WHAT YOU WILL DO »
1/ In the Vietnam post, condense the paragraph beginning "The primary weakness of the orthodox school" into a short list of its main points.
2/ Give the rows again, starting at the first row and ending at the line that contains "top-left (423, 232), bottom-right (470, 258)", with "query" changed to "search term" and nothing else altered.

SELECTED PASSAGE »
_ _ _ _ _ _ _

Thursday, January 18, 2007

Vietnam: a different sort of revisionism

Very good review of a new book on Vietnam:



A Winnable War
The argument against the orthodox history of Vietnam.
I especially liked this part:


The primary weakness of the orthodox school, Moyar demonstrates, is its constricted historical horizon. For the most part, orthodox historians have covered the war as if the only important decisions were made in Washington and Saigon. This is an example of what has been called "national narcissism," the idea that history is just about us. Of course, important decisions were also made in Hanoi, Beijing, Moscow, and many other places. Moyar has exhaustively consulted the relevant archives and uses them to demonstrate the very real limitations of the orthodox view. He not only places Vietnam in its proper geopolitical context, but demonstrates the Clausewitzian principle that war is a struggle between two active wills. An action by one side elicits a response from the other that may be unexpected.

Orthodox historians often act as if Hanoi pursued a course of action with little regard for what the United States did. But Moyar demonstrates that the North Vietnamese strategy was greatly affected by U.S. actions.

_ _ _ _ _ _ _

INPUT ROWS »

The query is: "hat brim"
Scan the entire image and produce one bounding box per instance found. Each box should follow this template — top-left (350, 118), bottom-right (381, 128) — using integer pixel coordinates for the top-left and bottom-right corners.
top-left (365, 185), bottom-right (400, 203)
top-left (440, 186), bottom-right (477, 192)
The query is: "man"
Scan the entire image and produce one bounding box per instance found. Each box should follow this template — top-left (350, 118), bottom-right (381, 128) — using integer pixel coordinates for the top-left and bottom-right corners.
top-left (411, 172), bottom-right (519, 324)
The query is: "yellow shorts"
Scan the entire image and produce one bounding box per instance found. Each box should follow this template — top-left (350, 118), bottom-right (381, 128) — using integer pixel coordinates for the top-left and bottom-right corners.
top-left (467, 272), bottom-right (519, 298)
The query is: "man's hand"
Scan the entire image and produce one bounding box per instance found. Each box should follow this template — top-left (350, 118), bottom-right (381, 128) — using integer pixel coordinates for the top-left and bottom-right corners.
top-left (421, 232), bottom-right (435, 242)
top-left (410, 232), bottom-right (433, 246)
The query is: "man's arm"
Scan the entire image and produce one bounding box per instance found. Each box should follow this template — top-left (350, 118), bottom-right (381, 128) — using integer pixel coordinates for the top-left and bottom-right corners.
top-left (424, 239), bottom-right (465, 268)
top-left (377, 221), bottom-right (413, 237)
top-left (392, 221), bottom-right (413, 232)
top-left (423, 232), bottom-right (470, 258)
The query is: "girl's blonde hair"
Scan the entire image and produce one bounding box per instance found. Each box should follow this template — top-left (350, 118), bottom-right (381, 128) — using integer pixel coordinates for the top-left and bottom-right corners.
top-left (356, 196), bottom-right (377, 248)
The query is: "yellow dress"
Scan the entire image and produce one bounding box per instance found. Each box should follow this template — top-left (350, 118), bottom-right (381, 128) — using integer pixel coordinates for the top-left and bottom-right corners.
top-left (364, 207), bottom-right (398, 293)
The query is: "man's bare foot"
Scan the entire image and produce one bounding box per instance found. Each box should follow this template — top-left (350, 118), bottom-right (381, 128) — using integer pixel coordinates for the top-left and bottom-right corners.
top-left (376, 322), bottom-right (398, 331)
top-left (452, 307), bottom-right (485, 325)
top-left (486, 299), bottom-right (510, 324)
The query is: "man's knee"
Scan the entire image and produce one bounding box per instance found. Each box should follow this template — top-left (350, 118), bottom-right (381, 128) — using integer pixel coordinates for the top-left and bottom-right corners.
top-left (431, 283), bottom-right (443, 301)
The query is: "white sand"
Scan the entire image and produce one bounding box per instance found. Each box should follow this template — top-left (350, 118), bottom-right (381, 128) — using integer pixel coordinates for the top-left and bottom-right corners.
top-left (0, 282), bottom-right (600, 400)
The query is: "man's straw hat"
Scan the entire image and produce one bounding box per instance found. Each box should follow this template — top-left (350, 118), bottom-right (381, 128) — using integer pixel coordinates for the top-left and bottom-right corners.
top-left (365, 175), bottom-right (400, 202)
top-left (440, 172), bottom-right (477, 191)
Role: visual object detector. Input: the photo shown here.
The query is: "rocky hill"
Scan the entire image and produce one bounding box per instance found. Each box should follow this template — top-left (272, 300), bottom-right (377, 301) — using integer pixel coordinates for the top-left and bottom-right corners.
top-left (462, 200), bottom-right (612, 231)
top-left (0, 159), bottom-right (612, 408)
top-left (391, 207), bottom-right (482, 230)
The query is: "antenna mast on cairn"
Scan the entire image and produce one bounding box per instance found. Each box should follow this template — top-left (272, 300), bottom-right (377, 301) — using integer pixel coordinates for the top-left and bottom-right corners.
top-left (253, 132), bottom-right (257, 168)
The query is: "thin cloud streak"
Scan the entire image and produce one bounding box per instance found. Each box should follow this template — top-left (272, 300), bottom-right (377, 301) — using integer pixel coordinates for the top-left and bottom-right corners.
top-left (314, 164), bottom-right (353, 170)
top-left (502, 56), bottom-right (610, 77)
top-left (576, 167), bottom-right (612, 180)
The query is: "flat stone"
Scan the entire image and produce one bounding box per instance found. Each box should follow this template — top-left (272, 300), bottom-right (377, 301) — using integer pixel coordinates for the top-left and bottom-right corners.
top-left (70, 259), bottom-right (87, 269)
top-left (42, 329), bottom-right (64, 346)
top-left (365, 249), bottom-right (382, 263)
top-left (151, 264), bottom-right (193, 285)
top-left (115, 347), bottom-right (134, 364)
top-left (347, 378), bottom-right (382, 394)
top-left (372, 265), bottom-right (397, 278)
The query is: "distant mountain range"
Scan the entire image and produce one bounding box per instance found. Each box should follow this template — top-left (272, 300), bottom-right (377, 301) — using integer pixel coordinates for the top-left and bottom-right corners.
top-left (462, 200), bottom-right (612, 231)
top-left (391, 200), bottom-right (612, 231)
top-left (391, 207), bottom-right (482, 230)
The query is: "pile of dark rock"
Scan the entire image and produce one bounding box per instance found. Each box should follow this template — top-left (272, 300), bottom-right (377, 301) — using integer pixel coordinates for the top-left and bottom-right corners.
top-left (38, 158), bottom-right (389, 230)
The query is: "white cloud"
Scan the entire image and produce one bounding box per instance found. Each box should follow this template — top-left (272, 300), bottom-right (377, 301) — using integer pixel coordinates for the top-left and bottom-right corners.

_ _ _ _ _ _ _

ANSWERS FOR THE TASKS »
1/
- Moyar shows that the orthodox school's main weakness is its narrow historical horizon.
- Orthodox historians mostly treat Washington and Saigon as the only places where important decisions were made. This is a form of "national narcissism."
- Important decisions were also made in Hanoi, Beijing, Moscow, and elsewhere.
- Moyar draws on extensive archival research to show the limits of the orthodox view.
- He sets Vietnam in its geopolitical context.
- He illustrates the Clausewitzian principle that war is a struggle between two active wills. One side's action can draw an unexpected response from the other.

2/
The search term is: "hat brim"
Scan the entire image and produce one bounding box per instance found. Each box should follow this template — top-left (350, 118), bottom-right (381, 128) — using integer pixel coordinates for the top-left and bottom-right corners.
top-left (365, 185), bottom-right (400, 203)
top-left (440, 186), bottom-right (477, 192)
The search term is: "man"
Scan the entire image and produce one bounding box per instance found. Each box should follow this template — top-left (350, 118), bottom-right (381, 128) — using integer pixel coordinates for the top-left and bottom-right corners.
top-left (411, 172), bottom-right (519, 324)
The search term is: "yellow shorts"
Scan the entire image and produce one bounding box per instance found. Each box should follow this template — top-left (350, 118), bottom-right (381, 128) — using integer pixel coordinates for the top-left and bottom-right corners.
top-left (467, 272), bottom-right (519, 298)
The search term is: "man's hand"
Scan the entire image and produce one bounding box per instance found. Each box should follow this template — top-left (350, 118), bottom-right (381, 128) — using integer pixel coordinates for the top-left and bottom-right corners.
top-left (421, 232), bottom-right (435, 242)
top-left (410, 232), bottom-right (433, 246)
The search term is: "man's arm"
Scan the entire image and produce one bounding box per instance found. Each box should follow this template — top-left (350, 118), bottom-right (381, 128) — using integer pixel coordinates for the top-left and bottom-right corners.
top-left (424, 239), bottom-right (465, 268)
top-left (377, 221), bottom-right (413, 237)
top-left (392, 221), bottom-right (413, 232)
top-left (423, 232), bottom-right (470, 258)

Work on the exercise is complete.